Materials provided:
--- start ---
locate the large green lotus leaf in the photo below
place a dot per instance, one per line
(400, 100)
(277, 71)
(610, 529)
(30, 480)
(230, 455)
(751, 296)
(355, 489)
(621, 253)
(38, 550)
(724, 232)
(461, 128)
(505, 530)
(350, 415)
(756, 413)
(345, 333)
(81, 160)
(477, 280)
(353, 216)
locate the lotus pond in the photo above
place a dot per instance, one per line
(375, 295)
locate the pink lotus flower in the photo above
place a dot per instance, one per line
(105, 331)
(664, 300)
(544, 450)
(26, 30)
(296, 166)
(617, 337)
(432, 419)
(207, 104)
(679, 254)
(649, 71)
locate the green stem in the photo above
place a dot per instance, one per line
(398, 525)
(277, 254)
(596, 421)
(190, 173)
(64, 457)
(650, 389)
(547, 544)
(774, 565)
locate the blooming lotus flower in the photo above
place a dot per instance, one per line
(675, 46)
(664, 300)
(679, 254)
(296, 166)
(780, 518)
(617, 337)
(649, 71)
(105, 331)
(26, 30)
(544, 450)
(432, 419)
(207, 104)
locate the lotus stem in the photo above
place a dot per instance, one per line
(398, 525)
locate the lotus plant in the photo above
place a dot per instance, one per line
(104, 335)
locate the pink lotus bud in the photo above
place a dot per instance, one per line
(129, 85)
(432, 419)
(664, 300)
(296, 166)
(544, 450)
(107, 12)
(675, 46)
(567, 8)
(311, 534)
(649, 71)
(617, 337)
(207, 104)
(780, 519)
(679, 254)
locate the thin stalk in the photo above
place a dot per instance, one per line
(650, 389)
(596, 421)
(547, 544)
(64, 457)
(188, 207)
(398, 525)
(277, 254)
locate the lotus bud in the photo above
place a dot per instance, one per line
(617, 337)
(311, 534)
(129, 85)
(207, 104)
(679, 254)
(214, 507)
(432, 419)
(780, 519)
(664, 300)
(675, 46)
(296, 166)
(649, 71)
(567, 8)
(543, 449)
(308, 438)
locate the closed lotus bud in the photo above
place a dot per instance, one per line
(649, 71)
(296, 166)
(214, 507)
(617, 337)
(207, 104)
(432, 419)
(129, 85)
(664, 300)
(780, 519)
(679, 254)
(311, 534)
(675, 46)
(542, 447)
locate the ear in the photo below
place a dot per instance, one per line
--- end ---
Your task: Starting at the line that contains "locate the lotus bud in the photo above" and ending at the last line of the entries, write those lines out again, request lines included, and shift every coordinate in the answer points up by 135.

Finished task:
locate the lotus bud in the photo above
place a dot per instance, one per line
(752, 472)
(446, 669)
(264, 220)
(342, 239)
(814, 389)
(349, 642)
(567, 554)
(915, 654)
(799, 435)
(810, 181)
(431, 301)
(784, 206)
(702, 143)
(678, 584)
(443, 573)
locate the closed lotus bud in the photo above
place a dot per instance, one per line
(784, 206)
(431, 301)
(349, 642)
(752, 472)
(342, 239)
(567, 554)
(264, 220)
(799, 435)
(915, 654)
(814, 389)
(446, 669)
(810, 181)
(677, 582)
locate the ear in the photo below
place a dot per instance, one per line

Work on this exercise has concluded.